## Given records
+ + + + +
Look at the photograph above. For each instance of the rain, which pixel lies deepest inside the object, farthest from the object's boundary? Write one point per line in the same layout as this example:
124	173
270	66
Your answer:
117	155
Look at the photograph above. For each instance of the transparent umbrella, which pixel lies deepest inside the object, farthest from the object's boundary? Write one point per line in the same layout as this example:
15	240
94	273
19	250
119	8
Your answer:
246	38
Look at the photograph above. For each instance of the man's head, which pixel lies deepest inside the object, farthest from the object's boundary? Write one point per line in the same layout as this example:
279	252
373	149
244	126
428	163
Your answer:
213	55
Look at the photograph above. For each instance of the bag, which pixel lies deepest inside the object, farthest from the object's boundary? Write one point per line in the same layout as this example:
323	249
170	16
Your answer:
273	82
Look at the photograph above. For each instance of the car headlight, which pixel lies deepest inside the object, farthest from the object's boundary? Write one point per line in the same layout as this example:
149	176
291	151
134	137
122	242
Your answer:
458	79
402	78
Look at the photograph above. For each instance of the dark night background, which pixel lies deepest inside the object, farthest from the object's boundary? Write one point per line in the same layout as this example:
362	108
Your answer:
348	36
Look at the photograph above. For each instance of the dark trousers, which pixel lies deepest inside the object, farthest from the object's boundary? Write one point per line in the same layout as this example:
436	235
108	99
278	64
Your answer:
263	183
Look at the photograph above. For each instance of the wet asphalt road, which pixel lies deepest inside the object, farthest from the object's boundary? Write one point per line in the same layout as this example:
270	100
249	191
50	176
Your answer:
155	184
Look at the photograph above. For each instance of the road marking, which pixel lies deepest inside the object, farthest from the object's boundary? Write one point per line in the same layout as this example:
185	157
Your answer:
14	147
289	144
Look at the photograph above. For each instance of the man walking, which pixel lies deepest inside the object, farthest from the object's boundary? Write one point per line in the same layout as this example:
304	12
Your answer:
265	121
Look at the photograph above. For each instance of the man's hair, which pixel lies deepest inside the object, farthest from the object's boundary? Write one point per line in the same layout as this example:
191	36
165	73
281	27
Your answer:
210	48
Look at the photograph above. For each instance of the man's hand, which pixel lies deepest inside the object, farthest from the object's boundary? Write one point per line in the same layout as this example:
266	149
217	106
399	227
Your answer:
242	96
+ + + + +
## Your task
Reproduce all of the material above word for word, with no changes.

## The answer
Look at the photograph above. For each instance of the rain, which pixel lies deepest inside the object, farthest from the object's boundary? Write one point per line in the same layout as this example:
124	173
270	66
Your answer:
117	155
Look at the photograph above. For each instance of the transparent umbrella, which pixel lies deepest inside the object, farthest from the object's boundary? Write one point per line in the same layout as this example:
15	240
94	273
19	250
119	8
Your answer:
246	38
Look at the photograph above. For each instance of the man's head, which pixel lies deepest inside the object, farthest from the object's boundary? Write one point per line in the same layout as this example:
279	252
373	149
244	126
428	163
Your answer:
213	55
Look at the photograph above. For each instance of the bag, which pixel lies deepest inside the object, farthest from the object's boundary? Write one point per line in the same layout as this example:
323	249
170	16
Your answer:
273	82
Look at the photograph above. For each instance of the car headlight, which pixel lies deepest inside the object, farthest from the object's boundary? Write one point per line in the same layout as this example:
149	176
291	151
134	137
122	242
Your answer:
458	79
402	78
Look at the photograph above. For each instance of the dark night background, which pixel lies deepest inside the object, farthest from the object's boundary? Write one point per line in the same layout as this example:
362	108
Your answer:
348	36
Look at the photograph above. For each instance of the dark trousers, which pixel lies deepest inside the object, farthest from the object's boundary? Write one point per line in the same layout as this example:
436	235
108	99
278	64
Your answer:
263	183
Look at the photograph above. For each instance of the wet asphalt road, which pixel lies deepest inside the object, farthest from the object's boundary? Write one point per line in the same layout as this example:
270	100
249	191
50	176
Your answer:
155	184
Look at the photograph above. For each instance of the road marking, which pixel lies deepest inside the object, farthest from the object's boundary? Write one point per line in the same layout as this example:
185	157
Your answer:
14	147
289	144
Look at the photograph above. For each instance of the man walking, which pixel lies deepest inside the object, farthest from the object's boundary? Write one point per line in the same layout as this example:
304	12
Your answer:
265	121
Look at the photograph above. For each instance of the man's hair, which pixel lies deepest inside the object, farthest from the object's boundary? Write one point per line in the same layout as this example:
191	36
165	73
281	27
Your answer:
210	48
Look at the photograph above. For each instance of the man's hand, which pixel lies deepest inside the object, farthest from the object's boundary? Write one point per line in the same layout as this example:
266	149
217	106
399	227
Your answer:
242	96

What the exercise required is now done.